(Region annotation entries)
□ □ □ □
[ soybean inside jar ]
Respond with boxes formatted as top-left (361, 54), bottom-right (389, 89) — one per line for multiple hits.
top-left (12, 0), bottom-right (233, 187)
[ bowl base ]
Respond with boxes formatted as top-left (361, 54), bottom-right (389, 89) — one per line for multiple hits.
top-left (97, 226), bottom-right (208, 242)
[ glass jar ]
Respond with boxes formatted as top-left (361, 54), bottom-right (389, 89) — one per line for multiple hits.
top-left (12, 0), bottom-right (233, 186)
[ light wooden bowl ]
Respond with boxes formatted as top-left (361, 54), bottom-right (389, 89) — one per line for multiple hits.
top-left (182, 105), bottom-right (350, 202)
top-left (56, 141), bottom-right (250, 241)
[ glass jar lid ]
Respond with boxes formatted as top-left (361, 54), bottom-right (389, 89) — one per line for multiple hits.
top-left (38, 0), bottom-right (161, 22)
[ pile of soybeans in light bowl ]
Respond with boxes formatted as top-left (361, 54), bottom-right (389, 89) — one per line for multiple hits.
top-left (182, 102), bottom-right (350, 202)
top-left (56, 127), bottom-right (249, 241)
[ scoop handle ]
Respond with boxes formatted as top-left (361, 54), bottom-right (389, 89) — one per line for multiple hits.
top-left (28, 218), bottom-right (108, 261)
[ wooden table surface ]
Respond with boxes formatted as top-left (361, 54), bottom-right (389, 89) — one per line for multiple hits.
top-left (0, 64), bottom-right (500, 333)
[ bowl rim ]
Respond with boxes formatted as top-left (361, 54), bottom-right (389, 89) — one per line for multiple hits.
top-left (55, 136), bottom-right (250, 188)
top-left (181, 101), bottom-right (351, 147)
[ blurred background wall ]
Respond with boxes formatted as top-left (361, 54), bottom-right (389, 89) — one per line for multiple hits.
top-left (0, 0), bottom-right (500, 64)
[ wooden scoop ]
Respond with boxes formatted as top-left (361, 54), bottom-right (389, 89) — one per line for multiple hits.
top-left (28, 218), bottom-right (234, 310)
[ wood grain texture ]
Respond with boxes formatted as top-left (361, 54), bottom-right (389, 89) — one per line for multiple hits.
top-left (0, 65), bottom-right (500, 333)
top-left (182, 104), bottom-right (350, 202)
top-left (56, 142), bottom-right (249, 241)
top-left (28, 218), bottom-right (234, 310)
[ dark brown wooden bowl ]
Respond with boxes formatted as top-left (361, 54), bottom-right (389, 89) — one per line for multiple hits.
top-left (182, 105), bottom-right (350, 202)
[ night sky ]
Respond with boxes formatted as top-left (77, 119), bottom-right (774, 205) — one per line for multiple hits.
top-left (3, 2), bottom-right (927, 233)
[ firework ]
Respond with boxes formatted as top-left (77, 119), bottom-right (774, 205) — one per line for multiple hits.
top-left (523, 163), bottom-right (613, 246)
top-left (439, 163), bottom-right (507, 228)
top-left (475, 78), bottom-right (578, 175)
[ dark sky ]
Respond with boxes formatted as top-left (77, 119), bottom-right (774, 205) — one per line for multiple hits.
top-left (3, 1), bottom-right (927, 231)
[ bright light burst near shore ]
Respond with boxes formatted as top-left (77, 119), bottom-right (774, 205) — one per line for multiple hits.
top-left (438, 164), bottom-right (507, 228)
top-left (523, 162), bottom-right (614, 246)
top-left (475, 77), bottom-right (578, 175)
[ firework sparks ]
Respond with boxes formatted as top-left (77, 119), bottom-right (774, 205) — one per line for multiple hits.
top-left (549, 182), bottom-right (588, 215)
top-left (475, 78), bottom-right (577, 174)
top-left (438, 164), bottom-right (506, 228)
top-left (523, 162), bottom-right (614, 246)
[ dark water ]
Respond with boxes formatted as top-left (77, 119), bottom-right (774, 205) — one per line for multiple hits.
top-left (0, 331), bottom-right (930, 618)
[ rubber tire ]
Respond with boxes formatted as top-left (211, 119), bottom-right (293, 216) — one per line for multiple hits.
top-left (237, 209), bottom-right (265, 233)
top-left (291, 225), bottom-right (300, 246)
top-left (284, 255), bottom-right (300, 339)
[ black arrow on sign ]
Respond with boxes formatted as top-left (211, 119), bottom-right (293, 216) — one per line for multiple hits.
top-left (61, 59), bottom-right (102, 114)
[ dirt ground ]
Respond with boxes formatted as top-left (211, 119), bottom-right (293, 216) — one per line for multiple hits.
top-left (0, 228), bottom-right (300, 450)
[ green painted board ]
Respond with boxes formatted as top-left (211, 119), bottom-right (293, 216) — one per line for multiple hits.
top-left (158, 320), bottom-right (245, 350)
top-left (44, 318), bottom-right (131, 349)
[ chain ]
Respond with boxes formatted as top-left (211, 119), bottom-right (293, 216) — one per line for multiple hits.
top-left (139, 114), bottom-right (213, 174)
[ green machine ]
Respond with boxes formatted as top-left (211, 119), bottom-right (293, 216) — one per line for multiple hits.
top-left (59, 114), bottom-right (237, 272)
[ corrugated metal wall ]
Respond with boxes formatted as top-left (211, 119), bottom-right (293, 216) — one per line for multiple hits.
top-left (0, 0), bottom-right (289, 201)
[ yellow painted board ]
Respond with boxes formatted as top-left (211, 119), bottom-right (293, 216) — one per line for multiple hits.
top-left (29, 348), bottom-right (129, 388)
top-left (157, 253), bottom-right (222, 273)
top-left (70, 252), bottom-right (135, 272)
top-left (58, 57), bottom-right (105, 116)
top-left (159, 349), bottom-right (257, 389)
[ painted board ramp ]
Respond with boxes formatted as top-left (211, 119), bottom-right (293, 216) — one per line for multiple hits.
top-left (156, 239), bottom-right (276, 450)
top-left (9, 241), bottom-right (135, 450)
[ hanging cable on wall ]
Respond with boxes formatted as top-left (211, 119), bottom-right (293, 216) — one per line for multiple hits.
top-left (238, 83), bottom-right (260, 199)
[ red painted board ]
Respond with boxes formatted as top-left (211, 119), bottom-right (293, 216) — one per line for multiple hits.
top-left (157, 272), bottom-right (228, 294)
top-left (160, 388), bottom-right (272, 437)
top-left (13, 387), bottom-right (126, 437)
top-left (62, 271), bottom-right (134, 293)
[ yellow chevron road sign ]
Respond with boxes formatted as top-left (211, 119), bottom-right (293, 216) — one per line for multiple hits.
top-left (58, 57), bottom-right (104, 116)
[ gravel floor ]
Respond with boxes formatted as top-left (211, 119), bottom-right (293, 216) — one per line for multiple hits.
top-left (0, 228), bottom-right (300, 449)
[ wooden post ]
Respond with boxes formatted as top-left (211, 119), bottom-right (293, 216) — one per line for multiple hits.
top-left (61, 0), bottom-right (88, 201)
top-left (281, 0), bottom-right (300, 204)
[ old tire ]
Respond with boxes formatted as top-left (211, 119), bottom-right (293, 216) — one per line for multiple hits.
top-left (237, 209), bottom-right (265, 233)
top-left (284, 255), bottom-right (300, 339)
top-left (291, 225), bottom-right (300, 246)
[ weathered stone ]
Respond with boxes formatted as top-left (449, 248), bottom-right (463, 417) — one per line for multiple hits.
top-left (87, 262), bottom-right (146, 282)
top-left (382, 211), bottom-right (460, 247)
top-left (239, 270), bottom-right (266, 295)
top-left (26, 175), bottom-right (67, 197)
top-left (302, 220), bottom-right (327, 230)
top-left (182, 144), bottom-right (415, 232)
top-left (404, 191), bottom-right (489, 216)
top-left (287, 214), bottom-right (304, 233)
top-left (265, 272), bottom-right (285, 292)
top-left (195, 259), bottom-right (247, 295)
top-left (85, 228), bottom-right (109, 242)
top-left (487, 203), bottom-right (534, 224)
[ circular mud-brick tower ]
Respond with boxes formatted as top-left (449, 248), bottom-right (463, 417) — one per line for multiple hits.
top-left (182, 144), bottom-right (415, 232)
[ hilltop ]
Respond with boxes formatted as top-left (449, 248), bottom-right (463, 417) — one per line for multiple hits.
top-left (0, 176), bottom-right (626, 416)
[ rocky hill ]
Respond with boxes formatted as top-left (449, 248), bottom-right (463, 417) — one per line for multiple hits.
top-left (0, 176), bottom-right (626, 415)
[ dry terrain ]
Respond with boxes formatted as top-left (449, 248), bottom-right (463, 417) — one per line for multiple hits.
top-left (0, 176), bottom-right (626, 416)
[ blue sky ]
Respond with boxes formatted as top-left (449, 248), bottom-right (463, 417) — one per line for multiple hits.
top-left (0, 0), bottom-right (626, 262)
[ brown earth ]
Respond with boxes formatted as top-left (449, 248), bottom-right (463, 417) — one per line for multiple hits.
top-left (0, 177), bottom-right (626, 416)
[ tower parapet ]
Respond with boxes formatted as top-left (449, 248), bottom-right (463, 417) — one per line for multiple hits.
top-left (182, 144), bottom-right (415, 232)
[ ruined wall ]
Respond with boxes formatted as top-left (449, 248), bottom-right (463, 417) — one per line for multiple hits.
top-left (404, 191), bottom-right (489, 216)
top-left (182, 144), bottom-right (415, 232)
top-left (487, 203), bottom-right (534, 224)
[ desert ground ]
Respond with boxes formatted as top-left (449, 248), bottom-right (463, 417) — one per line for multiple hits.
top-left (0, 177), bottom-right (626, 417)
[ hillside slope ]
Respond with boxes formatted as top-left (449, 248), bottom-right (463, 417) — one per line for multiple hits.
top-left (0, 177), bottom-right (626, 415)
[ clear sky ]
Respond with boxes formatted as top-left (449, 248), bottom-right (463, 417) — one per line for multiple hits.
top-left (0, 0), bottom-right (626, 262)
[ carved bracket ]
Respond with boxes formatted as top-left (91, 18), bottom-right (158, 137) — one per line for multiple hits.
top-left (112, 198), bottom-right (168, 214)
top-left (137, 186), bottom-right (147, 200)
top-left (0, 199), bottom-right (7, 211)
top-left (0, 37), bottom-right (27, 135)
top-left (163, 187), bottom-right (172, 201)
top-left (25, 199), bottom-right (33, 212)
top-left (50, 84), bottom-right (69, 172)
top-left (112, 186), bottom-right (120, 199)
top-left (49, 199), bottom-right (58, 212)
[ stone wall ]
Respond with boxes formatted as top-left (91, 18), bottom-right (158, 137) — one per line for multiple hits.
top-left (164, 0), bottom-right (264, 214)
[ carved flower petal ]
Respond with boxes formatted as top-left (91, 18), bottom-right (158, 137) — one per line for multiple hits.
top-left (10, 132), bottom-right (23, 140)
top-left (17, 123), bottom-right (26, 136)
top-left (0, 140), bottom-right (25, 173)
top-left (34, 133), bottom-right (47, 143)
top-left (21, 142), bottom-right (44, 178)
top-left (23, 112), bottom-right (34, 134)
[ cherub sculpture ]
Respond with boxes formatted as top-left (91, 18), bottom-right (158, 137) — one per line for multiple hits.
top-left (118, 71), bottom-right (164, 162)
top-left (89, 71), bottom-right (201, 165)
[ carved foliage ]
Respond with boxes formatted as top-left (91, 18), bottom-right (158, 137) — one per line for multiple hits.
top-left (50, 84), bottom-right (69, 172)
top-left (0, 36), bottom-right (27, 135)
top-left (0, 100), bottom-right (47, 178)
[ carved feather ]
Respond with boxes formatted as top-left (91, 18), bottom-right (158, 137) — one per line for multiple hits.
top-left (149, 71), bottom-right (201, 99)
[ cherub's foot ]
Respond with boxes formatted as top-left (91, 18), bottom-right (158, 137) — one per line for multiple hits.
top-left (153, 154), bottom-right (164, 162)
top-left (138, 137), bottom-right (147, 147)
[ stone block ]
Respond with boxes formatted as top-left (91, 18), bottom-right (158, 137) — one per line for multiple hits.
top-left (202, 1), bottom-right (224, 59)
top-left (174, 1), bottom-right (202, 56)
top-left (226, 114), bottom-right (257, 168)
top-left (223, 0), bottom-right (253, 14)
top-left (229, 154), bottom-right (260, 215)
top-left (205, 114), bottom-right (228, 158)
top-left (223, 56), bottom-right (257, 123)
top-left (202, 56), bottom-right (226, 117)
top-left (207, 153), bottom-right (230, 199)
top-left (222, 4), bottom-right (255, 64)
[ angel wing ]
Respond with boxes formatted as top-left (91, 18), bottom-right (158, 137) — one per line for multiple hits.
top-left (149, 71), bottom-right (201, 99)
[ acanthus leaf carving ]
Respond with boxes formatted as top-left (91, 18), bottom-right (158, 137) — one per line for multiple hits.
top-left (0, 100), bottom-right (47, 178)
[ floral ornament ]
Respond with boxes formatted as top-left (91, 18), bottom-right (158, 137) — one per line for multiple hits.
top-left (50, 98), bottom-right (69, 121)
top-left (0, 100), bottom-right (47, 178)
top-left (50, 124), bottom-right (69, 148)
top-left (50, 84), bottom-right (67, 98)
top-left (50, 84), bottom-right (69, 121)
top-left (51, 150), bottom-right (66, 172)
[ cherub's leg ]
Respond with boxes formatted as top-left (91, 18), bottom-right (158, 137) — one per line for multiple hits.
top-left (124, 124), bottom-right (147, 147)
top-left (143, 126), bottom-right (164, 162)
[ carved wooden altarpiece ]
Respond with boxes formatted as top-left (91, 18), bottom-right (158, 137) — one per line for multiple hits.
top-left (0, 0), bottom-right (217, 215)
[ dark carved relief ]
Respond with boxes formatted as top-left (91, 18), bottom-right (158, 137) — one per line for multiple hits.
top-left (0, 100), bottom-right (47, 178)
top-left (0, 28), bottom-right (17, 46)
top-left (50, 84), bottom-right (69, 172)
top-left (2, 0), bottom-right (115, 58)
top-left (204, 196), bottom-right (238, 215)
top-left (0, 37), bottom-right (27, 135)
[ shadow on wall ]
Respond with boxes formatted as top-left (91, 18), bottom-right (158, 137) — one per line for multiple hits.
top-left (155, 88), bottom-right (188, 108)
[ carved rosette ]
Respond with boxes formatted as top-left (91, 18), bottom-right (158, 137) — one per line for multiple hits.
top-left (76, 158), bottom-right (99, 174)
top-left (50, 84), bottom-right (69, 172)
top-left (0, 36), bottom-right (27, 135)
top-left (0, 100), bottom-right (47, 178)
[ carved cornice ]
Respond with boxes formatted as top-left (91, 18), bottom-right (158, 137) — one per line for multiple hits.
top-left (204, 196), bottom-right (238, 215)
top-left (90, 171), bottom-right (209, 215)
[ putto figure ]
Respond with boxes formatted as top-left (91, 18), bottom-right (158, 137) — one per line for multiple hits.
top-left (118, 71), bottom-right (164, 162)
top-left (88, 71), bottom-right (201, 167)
□ □ □ □
Set problem: Starting at the line containing "[ hanging cable on wall ]" and ending at the line containing "top-left (62, 271), bottom-right (134, 293)", rewrite that stretch of the material with "red painted board" changed to "red wooden panel" and everything else left as it is.

Response to this task:
[ hanging cable on wall ]
Respond with boxes formatted as top-left (211, 119), bottom-right (293, 216) — one per line for multiple hits.
top-left (238, 83), bottom-right (260, 199)
[ red wooden panel ]
Respond with boxes formatted as top-left (211, 119), bottom-right (293, 216) — one per line for multiple hits.
top-left (157, 272), bottom-right (228, 294)
top-left (160, 388), bottom-right (272, 437)
top-left (13, 387), bottom-right (126, 437)
top-left (62, 271), bottom-right (134, 293)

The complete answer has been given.